__Exercise directions__:
Format every line of the records below as a Markdown table, skipping blank lines. Use a Row column for the row number and a Line column for the text of each line.

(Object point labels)
_ _ _ _

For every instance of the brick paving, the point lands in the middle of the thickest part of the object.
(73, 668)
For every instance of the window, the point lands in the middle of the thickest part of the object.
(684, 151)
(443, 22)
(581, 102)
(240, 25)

_ _ _ _

__The reply__:
| Row | Line |
|---|---|
| 1 | For every instance of the brick paving, the point lands in the middle of the thickest part of the object. |
| 2 | (73, 668) |
| 3 | For every instance of the window, the point lands in the middle of the thickest part of the object. |
| 4 | (684, 151) |
| 5 | (443, 22) |
| 6 | (581, 102) |
| 7 | (240, 25) |